[Exercise passage]

Europe faces an important turning point: the region has experienced three consecutive years of falling investment, which is key to invigorating business and creating jobs.

In 2024, the number of foreign direct investment (FDI) projects slid 16% year-over-year to 270,000—the lowest level in the last nine years, barring 2020 when the pandemic took hold of the world. 

Within Europe, France, the U.K., and Germany were among the top countries receiving FDI, according to the annual EY European Attractiveness Survey published Friday. 

But any celebration will have to wait: even though they had the most foreign projects, each of the three countries clocked a double-digit decline in the number of projects, with Germany facing the sharpest drop. 

American investment in Europe is at its lowest level in the past decade, as the two world powers try to navigate a trade minefield.  

The EY survey is based on proprietary data tracking foreign investment projects in 45 countries and a perception survey covering global C-suite executives. It predated President Donald Trump’s official tariff announcement last month but still captured business sentiment in the lead-up.  

While Europe lacked investments, North America saw a 20% jump in FDI as more companies tried to offset possible tariff impacts by ramping up production in the U.S.

Many factors contributed to the investment decline. The usual suspects, including sluggish economic growth in the Euro area, geopolitical tensions, and weaker manufacturing competitiveness compared to the U.S. and China, pushed the attractiveness of the entire region down. 

Country-specific elements, such as election-related uncertainties in France and Germany, plus low productivity in the U.K., didn’t bode well with investors.

Some of these headwinds weighed on Europe’s FDI even in 2023. Julie Teigland, an EY managing partner who co-authored the report, said at the time that the decline should be seen as a “wake-up call,” and that regulation in the region shouldn’t come at the cost of business growth and innovation. 

Ana Botín, the executive chair of Spanish bank Santander and a pre-eminent business leader in the region, told Fortune earlier this year that jumpstarting productivity in Europe started with acknowledging the urgent need for change. 

“To do that there are some quick wins, like focusing on reducing regulatory and supervisory complexity. But longer term, we must do much more to embrace innovation and enterprise, creating a business environment and culture that rewards smart risk-taking,” she said.

The disconcerting reality for investors is that 2025 could unleash a whole new set of challenges.

“The feared impact of the Trump administration’s new policies on Europe’s prospects cannot be overstated,” the EY report noted. 

Some 42% of the 500 business leaders EY surveyed between 31 January and 3 March 2025 think American policies are making Europe less attractive. Over half of the CEOs EY previously surveyed also deferred their investment plans owing to the uncertain climate.

However, as with more trends in Europe, even if the general narrative feels alarming, there are pockets of immense opportunity. 

Take Denmark, for example. The country saw an 86% increase in foreign investment, critical to its private sector employment. Greenfield investment—that is, when a foreign company sets up new operations from the ground up—has also been historically strong in the Nordic country.

[/Exercise passage]

Work order: Edit the stretch of the European investment article from "Within Europe, France, the" through "in the lead-up.", replacing "minefield" with "maze".

[Listed records]

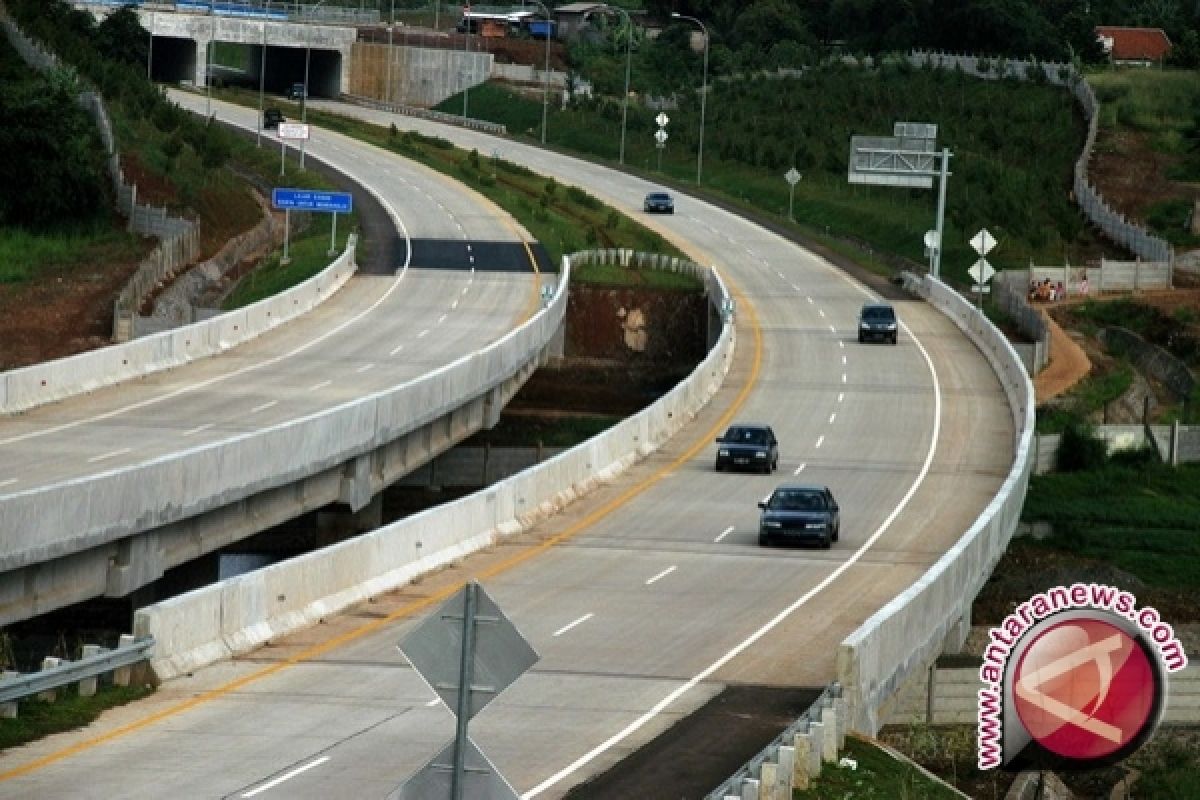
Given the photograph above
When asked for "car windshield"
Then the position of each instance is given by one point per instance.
(747, 437)
(797, 500)
(879, 313)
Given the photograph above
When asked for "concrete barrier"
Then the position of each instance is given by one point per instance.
(905, 636)
(53, 380)
(239, 614)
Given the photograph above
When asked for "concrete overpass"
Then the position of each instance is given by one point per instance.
(181, 37)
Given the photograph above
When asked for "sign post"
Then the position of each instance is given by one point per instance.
(305, 199)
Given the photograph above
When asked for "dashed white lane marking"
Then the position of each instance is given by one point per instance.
(660, 575)
(579, 621)
(287, 776)
(109, 455)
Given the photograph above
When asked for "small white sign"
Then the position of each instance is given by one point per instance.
(983, 242)
(293, 130)
(982, 271)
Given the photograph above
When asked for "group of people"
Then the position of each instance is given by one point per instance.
(1045, 290)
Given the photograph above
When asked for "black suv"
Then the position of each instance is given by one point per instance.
(799, 512)
(748, 446)
(877, 320)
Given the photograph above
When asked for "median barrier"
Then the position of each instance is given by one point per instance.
(905, 636)
(53, 380)
(294, 594)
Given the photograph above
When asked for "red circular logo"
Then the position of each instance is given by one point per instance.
(1084, 689)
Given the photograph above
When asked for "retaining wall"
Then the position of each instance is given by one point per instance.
(905, 636)
(241, 613)
(53, 380)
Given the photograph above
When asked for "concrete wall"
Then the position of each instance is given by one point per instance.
(237, 615)
(53, 380)
(905, 636)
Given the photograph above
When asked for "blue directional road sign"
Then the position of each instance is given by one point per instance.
(306, 199)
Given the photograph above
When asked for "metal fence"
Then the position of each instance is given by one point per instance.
(1115, 226)
(96, 661)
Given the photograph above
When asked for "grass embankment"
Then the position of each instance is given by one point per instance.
(37, 719)
(1013, 150)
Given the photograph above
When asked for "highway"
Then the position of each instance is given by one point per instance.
(645, 599)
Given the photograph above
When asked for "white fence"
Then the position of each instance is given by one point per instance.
(904, 637)
(238, 614)
(1114, 224)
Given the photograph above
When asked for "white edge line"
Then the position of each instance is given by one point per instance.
(288, 775)
(579, 621)
(660, 575)
(679, 691)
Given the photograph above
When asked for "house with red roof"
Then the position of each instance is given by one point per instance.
(1143, 46)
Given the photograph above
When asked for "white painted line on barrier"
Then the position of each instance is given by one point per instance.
(198, 428)
(579, 621)
(660, 575)
(287, 776)
(109, 455)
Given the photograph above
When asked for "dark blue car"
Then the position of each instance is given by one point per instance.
(799, 513)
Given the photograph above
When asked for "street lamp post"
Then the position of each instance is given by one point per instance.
(629, 64)
(545, 72)
(703, 95)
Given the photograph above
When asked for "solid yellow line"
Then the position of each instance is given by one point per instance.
(419, 605)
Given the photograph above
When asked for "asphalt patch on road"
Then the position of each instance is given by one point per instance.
(489, 256)
(705, 749)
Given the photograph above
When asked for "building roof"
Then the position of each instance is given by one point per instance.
(1134, 43)
(579, 7)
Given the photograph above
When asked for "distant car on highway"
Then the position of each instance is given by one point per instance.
(802, 513)
(658, 203)
(748, 446)
(877, 320)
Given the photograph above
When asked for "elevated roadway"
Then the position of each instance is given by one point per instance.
(645, 599)
(87, 504)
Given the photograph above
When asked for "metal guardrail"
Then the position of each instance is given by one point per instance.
(753, 768)
(72, 672)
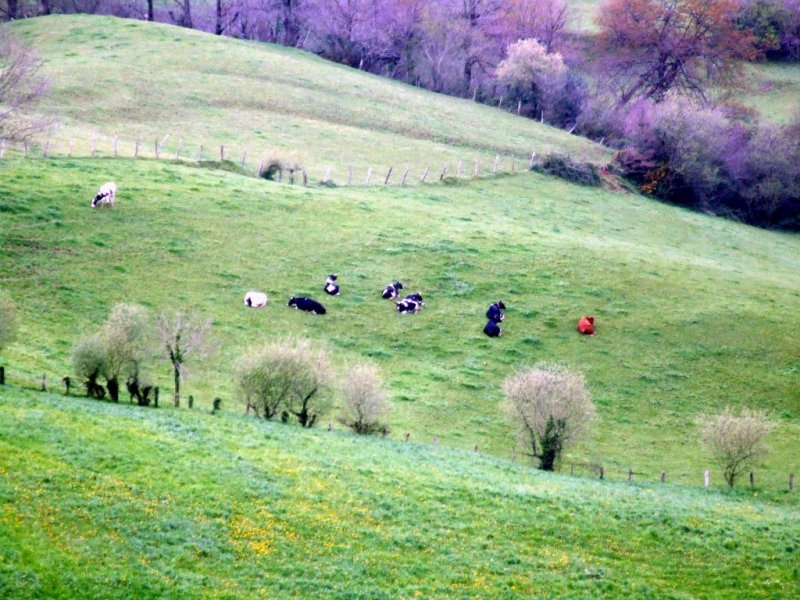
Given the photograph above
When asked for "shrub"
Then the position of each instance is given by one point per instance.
(291, 375)
(550, 408)
(564, 167)
(364, 400)
(735, 440)
(88, 363)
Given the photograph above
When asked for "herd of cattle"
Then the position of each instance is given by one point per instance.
(412, 303)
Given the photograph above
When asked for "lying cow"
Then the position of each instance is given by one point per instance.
(495, 312)
(331, 288)
(411, 303)
(392, 291)
(255, 299)
(586, 325)
(307, 304)
(492, 328)
(105, 195)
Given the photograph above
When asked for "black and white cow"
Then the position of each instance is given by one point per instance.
(331, 288)
(392, 291)
(254, 299)
(105, 195)
(411, 303)
(495, 312)
(492, 328)
(307, 304)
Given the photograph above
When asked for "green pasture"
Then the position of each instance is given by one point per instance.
(114, 501)
(693, 312)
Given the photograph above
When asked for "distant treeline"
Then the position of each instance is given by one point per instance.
(639, 81)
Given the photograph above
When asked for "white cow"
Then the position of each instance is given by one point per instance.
(255, 299)
(105, 196)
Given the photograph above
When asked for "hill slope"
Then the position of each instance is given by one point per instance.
(111, 501)
(691, 309)
(142, 80)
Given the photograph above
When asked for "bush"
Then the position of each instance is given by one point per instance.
(564, 167)
(735, 440)
(290, 375)
(364, 400)
(550, 408)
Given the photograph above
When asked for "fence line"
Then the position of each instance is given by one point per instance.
(101, 146)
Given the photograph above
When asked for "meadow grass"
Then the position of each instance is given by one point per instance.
(691, 310)
(113, 77)
(115, 501)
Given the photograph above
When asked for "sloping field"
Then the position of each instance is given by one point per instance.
(98, 500)
(113, 77)
(692, 310)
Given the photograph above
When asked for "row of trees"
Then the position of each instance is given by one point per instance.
(549, 406)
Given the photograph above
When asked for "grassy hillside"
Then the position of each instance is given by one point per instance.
(98, 500)
(692, 310)
(265, 99)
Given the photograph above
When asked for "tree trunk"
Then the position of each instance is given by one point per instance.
(177, 398)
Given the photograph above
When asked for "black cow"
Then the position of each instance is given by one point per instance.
(495, 312)
(411, 303)
(492, 329)
(330, 286)
(392, 291)
(307, 304)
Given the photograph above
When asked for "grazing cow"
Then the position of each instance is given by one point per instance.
(586, 325)
(330, 286)
(492, 328)
(105, 195)
(307, 304)
(411, 303)
(255, 299)
(392, 291)
(495, 312)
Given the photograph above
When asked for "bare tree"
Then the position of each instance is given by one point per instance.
(21, 87)
(364, 399)
(735, 440)
(550, 407)
(183, 336)
(292, 375)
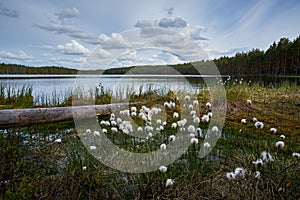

[/Listed records]

Task response:
Within Europe, France, the U.K., and Germany were among the top countries receiving FDI, according to the annual EY European Attractiveness Survey published Friday. 

But any celebration will have to wait: even though they had the most foreign projects, each of the three countries clocked a double-digit decline in the number of projects, with Germany facing the sharpest drop. 

American investment in Europe is at its lowest level in the past decade, as the two world powers try to navigate a trade maze.  

The EY survey is based on proprietary data tracking foreign investment projects in 45 countries and a perception survey covering global C-suite executives. It predated President Donald Trump’s official tariff announcement last month but still captured business sentiment in the lead-up.